Stored items
= = = =

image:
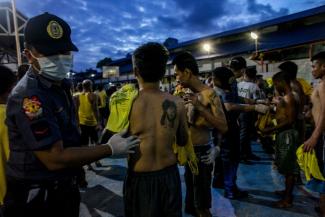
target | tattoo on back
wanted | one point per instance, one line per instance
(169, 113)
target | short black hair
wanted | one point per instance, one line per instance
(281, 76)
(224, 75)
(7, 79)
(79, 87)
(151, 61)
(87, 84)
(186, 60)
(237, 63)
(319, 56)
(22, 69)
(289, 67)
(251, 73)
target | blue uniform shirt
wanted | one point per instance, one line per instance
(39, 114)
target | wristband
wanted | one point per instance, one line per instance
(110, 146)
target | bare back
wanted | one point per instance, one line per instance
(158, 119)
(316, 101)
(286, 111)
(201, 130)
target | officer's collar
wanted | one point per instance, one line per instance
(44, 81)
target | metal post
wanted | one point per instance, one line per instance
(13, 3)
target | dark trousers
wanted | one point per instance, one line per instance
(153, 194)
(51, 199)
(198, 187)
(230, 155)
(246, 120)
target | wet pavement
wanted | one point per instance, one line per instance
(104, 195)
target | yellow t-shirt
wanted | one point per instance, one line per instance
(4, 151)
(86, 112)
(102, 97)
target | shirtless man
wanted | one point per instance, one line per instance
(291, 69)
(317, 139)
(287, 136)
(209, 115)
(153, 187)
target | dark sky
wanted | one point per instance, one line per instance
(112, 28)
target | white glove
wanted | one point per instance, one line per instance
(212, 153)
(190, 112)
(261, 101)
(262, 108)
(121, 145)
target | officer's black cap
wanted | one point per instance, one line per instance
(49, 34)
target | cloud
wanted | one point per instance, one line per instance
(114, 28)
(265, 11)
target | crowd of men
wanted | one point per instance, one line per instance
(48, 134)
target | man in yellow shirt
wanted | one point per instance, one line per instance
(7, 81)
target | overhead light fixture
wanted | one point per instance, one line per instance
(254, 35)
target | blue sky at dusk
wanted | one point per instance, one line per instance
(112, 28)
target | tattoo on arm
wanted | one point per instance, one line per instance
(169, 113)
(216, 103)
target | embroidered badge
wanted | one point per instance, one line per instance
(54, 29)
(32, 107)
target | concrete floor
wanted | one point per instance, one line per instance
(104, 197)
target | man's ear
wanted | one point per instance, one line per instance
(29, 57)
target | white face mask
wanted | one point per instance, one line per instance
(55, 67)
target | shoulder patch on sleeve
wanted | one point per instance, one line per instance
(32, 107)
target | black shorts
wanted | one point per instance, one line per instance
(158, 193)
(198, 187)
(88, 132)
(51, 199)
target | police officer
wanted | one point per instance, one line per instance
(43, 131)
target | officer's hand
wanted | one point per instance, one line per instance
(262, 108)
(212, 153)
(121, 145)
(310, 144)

= = = =

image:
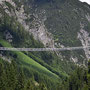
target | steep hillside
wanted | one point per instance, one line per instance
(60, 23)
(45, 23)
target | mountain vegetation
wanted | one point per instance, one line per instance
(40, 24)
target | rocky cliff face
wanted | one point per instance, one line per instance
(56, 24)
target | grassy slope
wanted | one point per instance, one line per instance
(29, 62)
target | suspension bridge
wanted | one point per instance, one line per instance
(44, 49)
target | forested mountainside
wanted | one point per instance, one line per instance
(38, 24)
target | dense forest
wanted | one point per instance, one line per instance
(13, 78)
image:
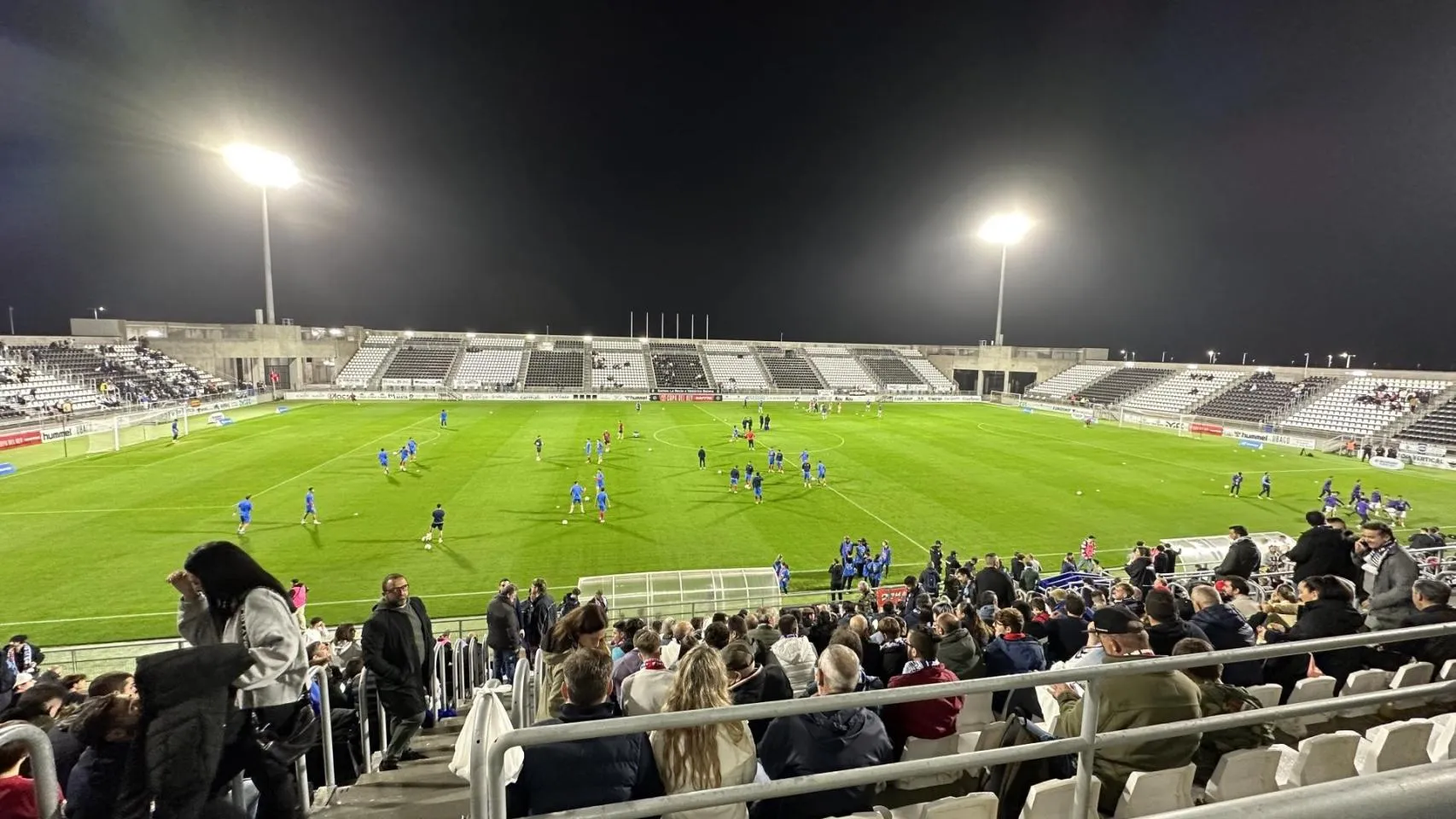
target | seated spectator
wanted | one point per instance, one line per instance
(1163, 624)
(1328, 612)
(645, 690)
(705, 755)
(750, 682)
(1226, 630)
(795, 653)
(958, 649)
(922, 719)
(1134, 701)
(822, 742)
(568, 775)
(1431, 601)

= = = =

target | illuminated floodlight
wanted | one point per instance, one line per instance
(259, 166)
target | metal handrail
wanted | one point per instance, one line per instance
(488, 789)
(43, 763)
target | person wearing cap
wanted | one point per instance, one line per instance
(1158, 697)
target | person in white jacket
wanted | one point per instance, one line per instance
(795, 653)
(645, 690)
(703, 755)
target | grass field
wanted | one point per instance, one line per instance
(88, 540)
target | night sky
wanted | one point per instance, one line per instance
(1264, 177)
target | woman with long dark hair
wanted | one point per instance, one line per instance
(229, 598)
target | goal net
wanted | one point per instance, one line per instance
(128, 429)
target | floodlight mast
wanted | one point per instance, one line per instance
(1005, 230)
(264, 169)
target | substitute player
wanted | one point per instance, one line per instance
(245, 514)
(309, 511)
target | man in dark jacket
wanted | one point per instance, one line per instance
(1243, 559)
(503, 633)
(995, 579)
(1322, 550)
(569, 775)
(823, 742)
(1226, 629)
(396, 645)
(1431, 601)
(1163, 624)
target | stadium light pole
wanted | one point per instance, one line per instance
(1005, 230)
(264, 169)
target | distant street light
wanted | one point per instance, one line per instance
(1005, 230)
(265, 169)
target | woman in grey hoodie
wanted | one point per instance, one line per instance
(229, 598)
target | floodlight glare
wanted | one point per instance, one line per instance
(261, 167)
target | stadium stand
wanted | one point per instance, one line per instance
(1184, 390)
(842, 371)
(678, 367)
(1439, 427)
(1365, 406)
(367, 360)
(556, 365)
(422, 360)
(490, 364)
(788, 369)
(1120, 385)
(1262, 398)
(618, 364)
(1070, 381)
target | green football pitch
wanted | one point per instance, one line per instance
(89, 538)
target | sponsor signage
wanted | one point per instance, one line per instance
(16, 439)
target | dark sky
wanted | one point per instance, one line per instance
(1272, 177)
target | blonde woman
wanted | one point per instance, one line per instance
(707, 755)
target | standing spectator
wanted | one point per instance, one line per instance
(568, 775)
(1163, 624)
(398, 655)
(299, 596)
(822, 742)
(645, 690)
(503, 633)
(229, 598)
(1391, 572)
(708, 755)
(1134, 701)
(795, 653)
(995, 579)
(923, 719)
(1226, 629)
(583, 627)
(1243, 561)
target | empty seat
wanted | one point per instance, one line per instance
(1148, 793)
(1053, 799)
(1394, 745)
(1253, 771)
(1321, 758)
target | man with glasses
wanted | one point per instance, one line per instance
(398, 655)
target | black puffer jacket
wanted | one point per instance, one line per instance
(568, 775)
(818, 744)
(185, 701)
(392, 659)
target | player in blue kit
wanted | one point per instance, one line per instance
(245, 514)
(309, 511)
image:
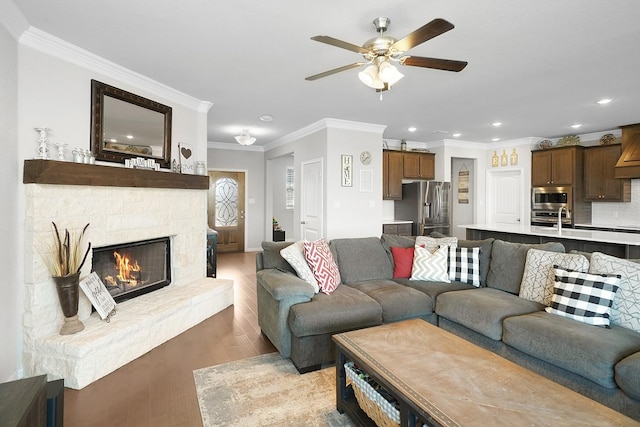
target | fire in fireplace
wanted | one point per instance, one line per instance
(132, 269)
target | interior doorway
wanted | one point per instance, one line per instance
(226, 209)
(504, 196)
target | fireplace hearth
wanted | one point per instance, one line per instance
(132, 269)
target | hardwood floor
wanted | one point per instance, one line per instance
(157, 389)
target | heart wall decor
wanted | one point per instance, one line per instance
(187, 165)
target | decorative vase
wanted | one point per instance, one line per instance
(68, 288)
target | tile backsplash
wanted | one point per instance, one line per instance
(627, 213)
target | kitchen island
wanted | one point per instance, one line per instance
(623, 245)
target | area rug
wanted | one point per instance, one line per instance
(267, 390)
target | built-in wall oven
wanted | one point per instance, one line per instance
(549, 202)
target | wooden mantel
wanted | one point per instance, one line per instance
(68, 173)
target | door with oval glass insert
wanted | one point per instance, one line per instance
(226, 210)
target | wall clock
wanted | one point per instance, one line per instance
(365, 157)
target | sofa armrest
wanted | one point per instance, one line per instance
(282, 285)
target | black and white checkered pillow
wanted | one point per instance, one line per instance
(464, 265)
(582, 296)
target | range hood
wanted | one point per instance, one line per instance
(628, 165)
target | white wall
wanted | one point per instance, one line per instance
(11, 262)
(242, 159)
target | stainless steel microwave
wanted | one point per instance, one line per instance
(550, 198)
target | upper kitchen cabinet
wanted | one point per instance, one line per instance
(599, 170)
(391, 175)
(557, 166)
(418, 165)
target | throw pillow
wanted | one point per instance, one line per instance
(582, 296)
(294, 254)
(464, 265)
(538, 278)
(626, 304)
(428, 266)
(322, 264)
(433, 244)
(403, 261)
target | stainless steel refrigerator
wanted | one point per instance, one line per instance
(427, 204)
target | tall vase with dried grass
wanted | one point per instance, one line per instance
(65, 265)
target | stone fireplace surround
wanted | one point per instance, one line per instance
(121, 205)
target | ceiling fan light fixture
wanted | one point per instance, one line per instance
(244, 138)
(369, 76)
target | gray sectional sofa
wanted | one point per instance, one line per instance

= = = =

Exercise brief: Select every line of the records that contains the word "wall" and copy each of those lines.

Written solution:
target | heart wall decor
target | built-in wall oven
target | wall clock
target | white wall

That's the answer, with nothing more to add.